■ **Ketentuan Tugas A**
Masukkan baris-baris catatan di bawah ke dalam daftar JSON berisi string, satu string untuk tiap baris, tanpa baris kosong. Ambil dari baris pertama catatan sampai baris yang memuat "0,162 -> 400,250", dengan baris itu ikut dimasukkan.

Menteri PPN: Bonus demograsi untuk hindari jebakan kelas menengah

bnigriyaexpo.com – Menteri Perencanaan Pembangunan Nasional (PPN)/Kepala Bappenas Suharso Monoarfa menekankan bahwa pemerintah berupaya memanfaatkan bonus demografi yang dimiliki untuk menghindari jebakan kelas menengah atau middle income trap.

Menteri PPN menyampaikan bahwa hal itu dibahas dalam rapat terbatas yang dipimpin Presiden RI Joko Widodo mengenai laporan paruh waktu Rencana Pembangunan Jangka Menengah Nasional (RPJMN) 2020-2024 serta laporan pendahuluan penyusunan Rencana Pembangunan Jangka Panjang Nasional (RPJPN) 2025-2045 di Istana Merdeka, Jakarta, Selasa.

“Kita harus mampu mengambil langkah ke depan untuk pertama menghindari middle income trap dan memanfaatkan bonus demografi,” kata Suharso dalam keterangan pers selepas ratas di Kantor Presiden.

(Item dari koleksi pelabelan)
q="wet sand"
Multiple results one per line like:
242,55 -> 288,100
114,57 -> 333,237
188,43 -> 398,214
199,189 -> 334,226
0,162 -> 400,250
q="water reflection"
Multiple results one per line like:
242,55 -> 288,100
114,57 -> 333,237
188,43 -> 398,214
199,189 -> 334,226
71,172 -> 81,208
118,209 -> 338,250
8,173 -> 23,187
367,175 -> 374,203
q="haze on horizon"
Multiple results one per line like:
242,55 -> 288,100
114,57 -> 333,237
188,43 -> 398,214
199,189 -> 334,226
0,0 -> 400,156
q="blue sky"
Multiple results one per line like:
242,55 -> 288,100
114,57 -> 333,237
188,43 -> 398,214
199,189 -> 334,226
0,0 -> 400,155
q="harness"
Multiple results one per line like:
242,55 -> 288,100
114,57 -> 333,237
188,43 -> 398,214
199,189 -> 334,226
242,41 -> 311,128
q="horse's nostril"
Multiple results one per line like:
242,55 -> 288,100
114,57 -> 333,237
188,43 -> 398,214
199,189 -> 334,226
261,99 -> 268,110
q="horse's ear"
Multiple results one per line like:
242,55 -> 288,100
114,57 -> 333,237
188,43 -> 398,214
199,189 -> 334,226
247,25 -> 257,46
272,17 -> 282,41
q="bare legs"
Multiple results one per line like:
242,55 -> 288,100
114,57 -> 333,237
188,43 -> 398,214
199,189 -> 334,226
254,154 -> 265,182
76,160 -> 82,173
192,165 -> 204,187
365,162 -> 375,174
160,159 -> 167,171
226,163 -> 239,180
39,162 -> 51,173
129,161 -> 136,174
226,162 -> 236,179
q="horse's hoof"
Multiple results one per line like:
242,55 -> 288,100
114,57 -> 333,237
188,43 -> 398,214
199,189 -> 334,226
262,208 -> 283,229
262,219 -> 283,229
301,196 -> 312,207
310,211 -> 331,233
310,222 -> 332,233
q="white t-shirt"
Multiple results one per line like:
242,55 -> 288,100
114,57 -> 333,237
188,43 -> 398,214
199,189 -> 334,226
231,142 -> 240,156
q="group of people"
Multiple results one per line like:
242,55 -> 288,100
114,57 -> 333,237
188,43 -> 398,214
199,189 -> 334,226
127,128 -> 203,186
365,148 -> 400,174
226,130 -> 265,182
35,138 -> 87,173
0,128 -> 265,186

■ **Ketentuan Tugas B**
Menurut berita tentang bonus demografi tadi, di mana rapat terbatas yang dipimpin Presiden itu diadakan?

■ **Hasil Tugas A**
[
  "q=\"wet sand\"",
  "Multiple results one per line like:",
  "242,55 -> 288,100",
  "114,57 -> 333,237",
  "188,43 -> 398,214",
  "199,189 -> 334,226",
  "0,162 -> 400,250"
]

■ **Hasil Tugas B**
Di Istana Merdeka, Jakarta.